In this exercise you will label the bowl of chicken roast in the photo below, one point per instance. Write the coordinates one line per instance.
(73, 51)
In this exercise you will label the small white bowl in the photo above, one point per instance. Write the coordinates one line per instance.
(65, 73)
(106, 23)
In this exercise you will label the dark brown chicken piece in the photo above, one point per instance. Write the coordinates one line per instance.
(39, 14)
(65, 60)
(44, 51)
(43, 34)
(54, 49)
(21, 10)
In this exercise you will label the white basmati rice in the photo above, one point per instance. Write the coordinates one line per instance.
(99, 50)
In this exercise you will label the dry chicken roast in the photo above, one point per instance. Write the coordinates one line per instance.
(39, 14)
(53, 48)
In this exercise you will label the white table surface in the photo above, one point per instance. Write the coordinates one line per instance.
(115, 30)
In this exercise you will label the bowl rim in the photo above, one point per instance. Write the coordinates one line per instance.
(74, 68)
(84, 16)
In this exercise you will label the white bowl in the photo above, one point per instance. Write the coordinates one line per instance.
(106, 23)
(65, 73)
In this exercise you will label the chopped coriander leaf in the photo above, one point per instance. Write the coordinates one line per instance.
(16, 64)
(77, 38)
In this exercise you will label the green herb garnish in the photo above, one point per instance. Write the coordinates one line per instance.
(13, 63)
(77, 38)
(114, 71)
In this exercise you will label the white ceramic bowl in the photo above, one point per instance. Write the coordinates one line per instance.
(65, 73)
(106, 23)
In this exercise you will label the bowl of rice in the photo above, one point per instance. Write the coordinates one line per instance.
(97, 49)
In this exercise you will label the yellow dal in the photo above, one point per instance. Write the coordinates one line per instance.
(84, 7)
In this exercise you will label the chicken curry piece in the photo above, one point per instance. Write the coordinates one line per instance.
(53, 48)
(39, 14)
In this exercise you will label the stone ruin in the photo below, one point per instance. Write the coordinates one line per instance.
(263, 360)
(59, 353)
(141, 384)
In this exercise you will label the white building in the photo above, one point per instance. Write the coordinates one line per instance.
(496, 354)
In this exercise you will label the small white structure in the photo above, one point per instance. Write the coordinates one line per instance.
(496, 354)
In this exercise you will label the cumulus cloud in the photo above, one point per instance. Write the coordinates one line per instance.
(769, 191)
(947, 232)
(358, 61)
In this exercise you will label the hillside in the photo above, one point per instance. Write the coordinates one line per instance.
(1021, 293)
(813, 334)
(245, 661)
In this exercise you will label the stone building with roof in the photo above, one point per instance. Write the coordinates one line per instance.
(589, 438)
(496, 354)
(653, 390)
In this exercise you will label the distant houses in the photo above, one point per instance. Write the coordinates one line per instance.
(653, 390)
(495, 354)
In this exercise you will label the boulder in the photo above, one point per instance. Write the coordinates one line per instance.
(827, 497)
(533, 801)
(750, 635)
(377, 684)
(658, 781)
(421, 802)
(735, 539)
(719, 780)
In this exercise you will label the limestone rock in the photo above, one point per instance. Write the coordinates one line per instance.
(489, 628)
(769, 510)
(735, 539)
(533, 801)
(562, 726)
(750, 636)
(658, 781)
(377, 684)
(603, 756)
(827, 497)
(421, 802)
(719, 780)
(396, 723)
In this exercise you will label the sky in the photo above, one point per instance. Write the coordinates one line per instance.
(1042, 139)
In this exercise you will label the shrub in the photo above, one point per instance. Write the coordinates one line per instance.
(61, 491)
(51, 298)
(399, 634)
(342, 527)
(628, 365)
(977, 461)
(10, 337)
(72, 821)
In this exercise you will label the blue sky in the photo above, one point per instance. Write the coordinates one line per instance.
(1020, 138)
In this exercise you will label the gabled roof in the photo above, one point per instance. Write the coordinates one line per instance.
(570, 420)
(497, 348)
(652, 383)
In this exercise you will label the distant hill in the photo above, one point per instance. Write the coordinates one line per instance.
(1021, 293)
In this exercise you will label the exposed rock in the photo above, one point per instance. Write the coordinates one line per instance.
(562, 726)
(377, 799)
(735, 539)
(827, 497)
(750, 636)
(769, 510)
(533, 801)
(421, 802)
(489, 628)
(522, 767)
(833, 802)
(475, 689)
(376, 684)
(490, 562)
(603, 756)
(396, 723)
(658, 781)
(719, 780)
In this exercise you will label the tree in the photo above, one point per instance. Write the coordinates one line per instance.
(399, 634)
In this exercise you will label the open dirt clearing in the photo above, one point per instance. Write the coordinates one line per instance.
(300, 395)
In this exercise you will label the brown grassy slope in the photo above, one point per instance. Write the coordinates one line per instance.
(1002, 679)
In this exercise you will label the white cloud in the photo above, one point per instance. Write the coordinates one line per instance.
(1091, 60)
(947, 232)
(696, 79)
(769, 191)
⁂
* [EXERCISE DETAILS]
Reproduce the data verbatim, starting at the line that contains "In this exercise you will label the brown" and ending with the last line of the data.

* [ANSWER FOR THIS EXERCISE]
In this exercise you will label the brown grassy slope in the photo above, one point per instance. Write the coordinates one line per instance.
(1002, 679)
In this exercise you will label the white cloud in the photo above, one point per instance. Write the coordinates one line per instance.
(1091, 60)
(947, 232)
(696, 79)
(769, 191)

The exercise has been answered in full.